▸ Exercise task
Reproduce every one of the following items verbatim, line by line, without any alterations.

▸ Dataset items

## Begin

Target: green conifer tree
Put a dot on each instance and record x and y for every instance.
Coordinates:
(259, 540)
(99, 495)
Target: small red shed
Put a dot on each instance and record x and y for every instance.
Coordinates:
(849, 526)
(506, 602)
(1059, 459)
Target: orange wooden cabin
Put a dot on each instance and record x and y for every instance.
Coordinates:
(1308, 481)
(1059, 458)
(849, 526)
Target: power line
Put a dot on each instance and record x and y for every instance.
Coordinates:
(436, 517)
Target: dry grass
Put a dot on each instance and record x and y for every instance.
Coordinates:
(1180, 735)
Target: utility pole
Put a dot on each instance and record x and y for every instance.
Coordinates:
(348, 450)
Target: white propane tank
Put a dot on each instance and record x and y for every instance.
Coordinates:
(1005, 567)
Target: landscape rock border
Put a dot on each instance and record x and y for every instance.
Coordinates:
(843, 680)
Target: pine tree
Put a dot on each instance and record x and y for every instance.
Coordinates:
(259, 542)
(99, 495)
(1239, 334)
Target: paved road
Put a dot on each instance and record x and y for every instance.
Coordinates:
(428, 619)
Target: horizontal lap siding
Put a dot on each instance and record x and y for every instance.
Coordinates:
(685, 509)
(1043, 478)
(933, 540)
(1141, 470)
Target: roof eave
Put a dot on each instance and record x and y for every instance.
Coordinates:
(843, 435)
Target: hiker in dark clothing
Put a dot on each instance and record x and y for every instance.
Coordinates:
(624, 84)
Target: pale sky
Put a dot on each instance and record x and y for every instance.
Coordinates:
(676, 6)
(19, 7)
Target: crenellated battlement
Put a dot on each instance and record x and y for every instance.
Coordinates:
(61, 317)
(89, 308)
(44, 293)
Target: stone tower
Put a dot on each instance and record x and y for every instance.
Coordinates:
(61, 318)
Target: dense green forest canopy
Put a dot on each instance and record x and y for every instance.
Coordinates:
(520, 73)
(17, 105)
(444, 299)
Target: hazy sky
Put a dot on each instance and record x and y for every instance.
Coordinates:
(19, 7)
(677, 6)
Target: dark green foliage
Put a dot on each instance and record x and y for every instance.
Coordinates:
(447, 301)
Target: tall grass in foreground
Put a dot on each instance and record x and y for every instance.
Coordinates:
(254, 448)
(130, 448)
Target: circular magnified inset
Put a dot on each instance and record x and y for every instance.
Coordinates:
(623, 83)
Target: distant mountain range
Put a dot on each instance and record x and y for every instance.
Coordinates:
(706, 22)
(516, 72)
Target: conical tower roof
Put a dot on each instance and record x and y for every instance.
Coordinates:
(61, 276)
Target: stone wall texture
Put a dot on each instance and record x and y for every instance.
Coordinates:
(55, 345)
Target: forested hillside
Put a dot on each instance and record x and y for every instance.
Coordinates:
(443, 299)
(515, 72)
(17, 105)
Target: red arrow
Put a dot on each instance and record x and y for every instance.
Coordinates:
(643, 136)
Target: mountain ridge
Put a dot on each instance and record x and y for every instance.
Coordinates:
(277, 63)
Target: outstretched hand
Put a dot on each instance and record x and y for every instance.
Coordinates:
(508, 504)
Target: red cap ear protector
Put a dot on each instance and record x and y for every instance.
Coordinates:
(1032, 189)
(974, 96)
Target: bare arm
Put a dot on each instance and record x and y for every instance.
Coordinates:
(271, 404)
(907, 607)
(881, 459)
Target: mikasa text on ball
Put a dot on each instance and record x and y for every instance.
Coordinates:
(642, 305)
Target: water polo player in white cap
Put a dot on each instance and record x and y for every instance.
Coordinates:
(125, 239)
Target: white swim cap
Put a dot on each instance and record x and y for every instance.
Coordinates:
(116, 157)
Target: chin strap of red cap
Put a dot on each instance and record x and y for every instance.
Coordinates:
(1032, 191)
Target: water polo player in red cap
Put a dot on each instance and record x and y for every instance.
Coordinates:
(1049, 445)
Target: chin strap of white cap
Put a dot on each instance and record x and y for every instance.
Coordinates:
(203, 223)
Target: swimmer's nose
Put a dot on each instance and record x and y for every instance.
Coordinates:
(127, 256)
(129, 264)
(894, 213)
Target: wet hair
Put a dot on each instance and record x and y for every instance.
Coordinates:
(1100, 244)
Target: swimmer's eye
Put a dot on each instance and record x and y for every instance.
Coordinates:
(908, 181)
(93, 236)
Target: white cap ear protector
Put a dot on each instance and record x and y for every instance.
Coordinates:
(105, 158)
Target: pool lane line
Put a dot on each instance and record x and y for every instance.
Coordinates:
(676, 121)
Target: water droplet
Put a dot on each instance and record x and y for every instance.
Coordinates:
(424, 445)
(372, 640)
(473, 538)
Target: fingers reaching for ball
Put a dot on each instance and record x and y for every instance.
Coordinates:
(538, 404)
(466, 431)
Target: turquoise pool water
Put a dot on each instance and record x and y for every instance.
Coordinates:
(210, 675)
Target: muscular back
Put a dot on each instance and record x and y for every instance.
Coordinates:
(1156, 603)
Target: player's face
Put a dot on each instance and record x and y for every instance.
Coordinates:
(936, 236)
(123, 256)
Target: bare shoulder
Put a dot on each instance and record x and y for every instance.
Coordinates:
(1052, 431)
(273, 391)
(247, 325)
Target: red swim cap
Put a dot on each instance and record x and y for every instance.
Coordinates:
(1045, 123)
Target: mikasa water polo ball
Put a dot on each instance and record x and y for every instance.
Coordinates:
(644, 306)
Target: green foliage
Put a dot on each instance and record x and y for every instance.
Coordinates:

## End

▸ Answer below
Target: green conifer tree
Put a dot on each instance and record x and y for every instance.
Coordinates:
(259, 540)
(99, 495)
Target: small red shed
Put a dot on each instance and record x and y for every instance.
Coordinates:
(849, 526)
(506, 602)
(1059, 459)
Target: orange wooden cabin
Put a dot on each instance and record x and y for every instance.
Coordinates:
(1308, 481)
(1059, 458)
(849, 526)
Target: power line
Put a dot on each instance and record x and y for every instance.
Coordinates:
(436, 517)
Target: dry grass
Put a dot on each instance and record x and y for every instance.
Coordinates:
(1180, 735)
Target: utility pole
Put a dot on each instance and record x and y for every instance.
Coordinates:
(348, 450)
Target: white propane tank
Put a dot on each instance and record x and y for every instance.
Coordinates:
(1005, 567)
Target: landscape rock border
Put a dot on each instance and record x and y for every instance.
Coordinates:
(843, 680)
Target: pine tree
Put a dot on each instance and record x and y for every instance.
Coordinates:
(259, 542)
(99, 495)
(1239, 334)
Target: paved road
Put a dot on each instance and record x and y for every instance.
Coordinates:
(428, 619)
Target: horizontal lap siding
Put a dot on each instance and record x and y for every instance.
Coordinates:
(685, 509)
(1043, 478)
(933, 540)
(1141, 470)
Target: roof eave
Put a dot on each instance and record x and y for every instance.
Coordinates:
(843, 435)
Target: hiker in dark clothing
Put a dot on each instance and record x and y for every instance.
Coordinates:
(624, 84)
Target: pale sky
Put a dot on each instance and record x and y for every instance.
Coordinates:
(676, 6)
(19, 7)
Target: crenellated battlement
Put a dot on each instance and record x and y for every instance.
Coordinates:
(61, 317)
(89, 308)
(44, 293)
Target: stone tower
Put a dot on each instance and record x and y for every instance.
Coordinates:
(61, 318)
Target: dense green forest canopy
Put a dot on each instance and record x and y for every instance.
Coordinates:
(520, 73)
(17, 105)
(444, 299)
Target: hazy sky
Put a dot on each instance and record x and y for every instance.
Coordinates:
(19, 7)
(677, 6)
Target: dark green foliage
Put a dot on each instance and record x and y for every instance.
Coordinates:
(447, 301)
Target: tall grass in foreground
Put a dot on each instance and record x and y for every instance.
Coordinates:
(254, 448)
(130, 448)
Target: circular magnified inset
Put a dot on each instance and record x and y for every instance.
Coordinates:
(623, 83)
Target: distant mountain range
Put a dot on each instance and record x and y for every instance.
Coordinates:
(706, 22)
(516, 72)
Target: conical tower roof
Put a dot on each instance and record x and y for every instance.
Coordinates:
(61, 276)
Target: stone wall texture
Put a dot on each instance and record x and y for every instance.
Coordinates:
(55, 345)
Target: forested hillside
Put a dot on each instance and record x and y for every instance.
Coordinates:
(443, 299)
(515, 72)
(17, 105)
Target: red arrow
Put a dot on each instance and record x and y for every instance.
Coordinates:
(643, 136)
Target: mountain ridge
Put a dot on each instance and record x and y for every instance.
Coordinates:
(277, 63)
Target: outstretched hand
Put a dot on each instance and record x and y for every instance.
Coordinates:
(508, 504)
Target: red cap ear protector
Put a dot on each instance and record x and y for every instance.
Coordinates:
(1032, 189)
(974, 96)
Target: bare arm
Put a dot on each instance and record x and y for every instance.
Coordinates:
(271, 404)
(907, 607)
(881, 459)
Target: mikasa text on ball
Put a dot on each instance and record x and y for every instance.
Coordinates:
(642, 305)
Target: water polo player in white cap
Put a dot on each instance and record x and y for every instance.
Coordinates:
(125, 239)
Target: white swim cap
Put a dot on each instance and record x and y for every instance.
Coordinates:
(116, 157)
Target: chin strap of red cap
Put a dot on each instance and record x and y for every instance.
Coordinates:
(1032, 191)
Target: water polo player in red cap
Put a dot on each instance and record x and y for every instance.
Coordinates:
(1049, 445)
Target: chin strap of white cap
Put a dot on each instance and record x and y for every instance.
Coordinates:
(203, 223)
Target: swimmer's nose
Put a dot on each instance and record x and y for every instance.
Coordinates:
(127, 256)
(129, 264)
(894, 213)
Target: wet hair
Put a dot on each instance and record x and y for every instance.
Coordinates:
(1100, 244)
Target: swimmer's eye
Put a dot on each instance and record x and y for every instance.
Coordinates:
(908, 181)
(93, 236)
Target: white cap ear protector
Put a dot on each instance and record x and y for every instance.
Coordinates:
(105, 158)
Target: pool lane line
Put a dot on each instance and record x and y for every instance.
Coordinates:
(676, 121)
Target: water droplet
Put a dot on each instance and record x and y for every instance.
Coordinates:
(424, 445)
(372, 640)
(473, 538)
Target: fingers reaching for ball
Put a dot on each instance and record x and y for every instance.
Coordinates:
(538, 404)
(466, 431)
Target: turquoise pool water
Put a dot on each instance and record x and y for every instance.
Coordinates:
(210, 675)
Target: muscular back
Put a dot on each instance and record x and y for every instance.
Coordinates:
(1156, 603)
Target: player's face
Put a dot on each instance and record x and y for every instance.
Coordinates:
(936, 236)
(123, 256)
Target: bare shoulder
Put a dot on each instance and record x and y for every instance.
Coordinates:
(1052, 431)
(273, 391)
(247, 325)
Target: red swim cap
Put a dot on each instance and record x and y for every instance.
Coordinates:
(1045, 123)
Target: mikasa water polo ball
Put a dot on each instance and record x and y for every instance.
Coordinates:
(644, 306)
Target: green foliage
Put a dot on each instance and record x and y for every instance.
Coordinates:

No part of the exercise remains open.